+++ Records provided

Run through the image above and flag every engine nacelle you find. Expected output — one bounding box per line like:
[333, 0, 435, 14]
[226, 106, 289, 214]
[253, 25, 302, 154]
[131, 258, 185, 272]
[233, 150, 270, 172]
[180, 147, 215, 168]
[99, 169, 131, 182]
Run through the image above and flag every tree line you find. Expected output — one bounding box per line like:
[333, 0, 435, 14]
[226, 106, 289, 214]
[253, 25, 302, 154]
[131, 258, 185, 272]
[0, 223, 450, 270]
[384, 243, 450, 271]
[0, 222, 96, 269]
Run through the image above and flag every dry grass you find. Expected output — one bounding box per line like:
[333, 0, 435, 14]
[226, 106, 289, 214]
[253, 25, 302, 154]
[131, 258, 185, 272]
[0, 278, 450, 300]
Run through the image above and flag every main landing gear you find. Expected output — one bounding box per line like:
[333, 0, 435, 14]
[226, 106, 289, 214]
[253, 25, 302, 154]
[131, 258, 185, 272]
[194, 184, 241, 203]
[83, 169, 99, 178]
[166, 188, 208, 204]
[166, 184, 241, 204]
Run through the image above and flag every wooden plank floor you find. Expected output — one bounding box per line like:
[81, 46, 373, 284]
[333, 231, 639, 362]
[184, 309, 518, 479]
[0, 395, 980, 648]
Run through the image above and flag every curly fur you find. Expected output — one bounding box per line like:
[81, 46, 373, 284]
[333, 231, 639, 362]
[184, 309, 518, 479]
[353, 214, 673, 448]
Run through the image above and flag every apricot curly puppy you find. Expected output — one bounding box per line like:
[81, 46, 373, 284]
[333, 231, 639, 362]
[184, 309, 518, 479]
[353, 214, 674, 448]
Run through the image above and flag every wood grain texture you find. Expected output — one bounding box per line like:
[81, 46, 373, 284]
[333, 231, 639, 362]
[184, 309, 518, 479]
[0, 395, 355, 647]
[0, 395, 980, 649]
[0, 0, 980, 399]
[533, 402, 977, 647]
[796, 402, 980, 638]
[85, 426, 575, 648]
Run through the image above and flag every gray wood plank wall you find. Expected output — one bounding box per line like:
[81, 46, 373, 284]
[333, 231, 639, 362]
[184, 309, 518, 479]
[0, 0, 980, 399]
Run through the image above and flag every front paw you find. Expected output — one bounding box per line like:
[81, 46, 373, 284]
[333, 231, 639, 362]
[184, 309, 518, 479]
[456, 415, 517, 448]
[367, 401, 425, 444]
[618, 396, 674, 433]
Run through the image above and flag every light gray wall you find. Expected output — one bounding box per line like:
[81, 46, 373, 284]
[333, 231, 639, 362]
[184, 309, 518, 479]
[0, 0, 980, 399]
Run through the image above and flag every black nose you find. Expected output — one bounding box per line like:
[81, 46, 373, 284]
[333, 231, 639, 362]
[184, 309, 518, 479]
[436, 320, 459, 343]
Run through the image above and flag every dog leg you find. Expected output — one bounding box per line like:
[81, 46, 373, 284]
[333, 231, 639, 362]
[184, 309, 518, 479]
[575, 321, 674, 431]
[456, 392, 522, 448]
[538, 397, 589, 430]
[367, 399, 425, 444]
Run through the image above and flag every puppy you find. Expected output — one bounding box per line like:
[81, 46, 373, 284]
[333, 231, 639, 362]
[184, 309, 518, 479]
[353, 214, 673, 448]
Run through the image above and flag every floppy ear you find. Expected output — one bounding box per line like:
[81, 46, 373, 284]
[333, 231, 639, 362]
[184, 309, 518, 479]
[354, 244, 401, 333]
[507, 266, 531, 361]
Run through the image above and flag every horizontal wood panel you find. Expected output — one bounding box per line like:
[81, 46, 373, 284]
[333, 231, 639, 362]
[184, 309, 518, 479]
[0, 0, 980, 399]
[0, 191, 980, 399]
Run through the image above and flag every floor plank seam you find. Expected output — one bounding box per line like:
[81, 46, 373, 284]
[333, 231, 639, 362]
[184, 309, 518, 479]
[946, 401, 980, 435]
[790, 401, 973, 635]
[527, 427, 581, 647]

++++++

> [Instruction]:
Edit the records above by replacing "Run through" with "Scan" wherever it appears. Rewrite every line with nothing else changed.

> [Answer to this task]:
Scan the image above and flag every engine nacelle you find. Expected output — one bounding box per line like:
[333, 0, 435, 14]
[226, 106, 289, 214]
[253, 25, 302, 154]
[131, 258, 185, 272]
[233, 150, 270, 172]
[180, 147, 215, 168]
[99, 169, 131, 182]
Scan the image above and flag every tree line you find. Expected output — one bounding box per line like:
[333, 0, 435, 14]
[226, 106, 289, 214]
[253, 25, 302, 154]
[131, 258, 185, 272]
[0, 223, 450, 270]
[384, 243, 450, 271]
[0, 222, 96, 269]
Scan the image above and flag every dry grass you find. Expected output — one bounding box per line like:
[333, 0, 435, 14]
[226, 106, 289, 214]
[253, 25, 302, 154]
[131, 258, 185, 272]
[0, 278, 450, 300]
Scan the image above and flag every main landing gear you find. Expected output — one bounding box per line like:
[333, 0, 435, 14]
[226, 106, 289, 214]
[253, 25, 302, 154]
[131, 258, 185, 272]
[194, 184, 241, 203]
[83, 169, 99, 178]
[166, 188, 208, 204]
[166, 184, 241, 204]
Scan the image above and flag every wooden plank floor you find. Expected output — one bounding box per line like:
[81, 46, 373, 284]
[333, 231, 639, 362]
[184, 309, 518, 479]
[0, 395, 980, 648]
Scan the image above and flag every curly fur you find. Expected output — one bounding box per line like:
[81, 46, 373, 284]
[333, 231, 639, 362]
[184, 309, 518, 479]
[353, 214, 673, 448]
Scan the image above and flag every apricot curly puppy you find. Expected output — one bounding box per line like:
[81, 46, 373, 284]
[333, 231, 639, 362]
[184, 309, 518, 479]
[353, 214, 674, 448]
Scan the image above and flag every wood grain texture you find. Expected output — one bounding box per line like:
[81, 46, 373, 284]
[333, 231, 639, 362]
[184, 309, 518, 479]
[0, 395, 355, 647]
[0, 395, 980, 649]
[0, 0, 980, 399]
[533, 402, 977, 647]
[796, 402, 980, 638]
[85, 426, 575, 648]
Scan the image above and flag every gray wood plank wall you find. Expected output — one bounding box per line like:
[81, 46, 373, 284]
[333, 231, 639, 362]
[184, 309, 518, 479]
[0, 0, 980, 399]
Scan the image above and flag every front paw you find. Expected output — one bounding box per line like:
[81, 46, 373, 284]
[333, 231, 639, 362]
[184, 309, 518, 479]
[456, 415, 517, 448]
[367, 401, 425, 444]
[618, 396, 674, 433]
Scan the image above and flag every light gray wall you find. Expected output — one bounding box per line like:
[81, 46, 373, 284]
[333, 231, 639, 362]
[184, 309, 518, 479]
[0, 0, 980, 399]
Scan the image above and flag every black nose you find. Expected output — one bounding box per line like:
[81, 46, 373, 284]
[333, 231, 639, 362]
[184, 309, 518, 479]
[436, 320, 459, 343]
Scan the image above and flag every dog leg you find. Expected output — one bounding box per line like:
[81, 46, 373, 284]
[333, 231, 639, 362]
[184, 309, 518, 479]
[575, 321, 674, 431]
[456, 392, 522, 448]
[538, 397, 589, 430]
[367, 399, 425, 444]
Scan the image above and flag every puppy you find. Expected output — one bounding box per line like:
[81, 46, 373, 284]
[333, 231, 639, 362]
[184, 309, 518, 479]
[353, 214, 673, 448]
Scan the image above and flag every floppy ear you find. Expected output — one bounding box per line like:
[81, 46, 373, 284]
[333, 231, 639, 362]
[184, 309, 518, 479]
[354, 244, 401, 333]
[507, 266, 531, 361]
Scan the image above and flag every horizontal wood panel you find. Expected output — one bounding box per line like:
[81, 46, 373, 284]
[333, 231, 639, 362]
[184, 309, 518, 479]
[0, 0, 980, 399]
[0, 191, 980, 399]
Scan the image above and flag every floor plank seam you find. Expected output — one bounding box per line like:
[81, 46, 373, 284]
[333, 231, 639, 362]
[184, 309, 518, 479]
[946, 401, 980, 435]
[790, 401, 973, 635]
[527, 427, 581, 647]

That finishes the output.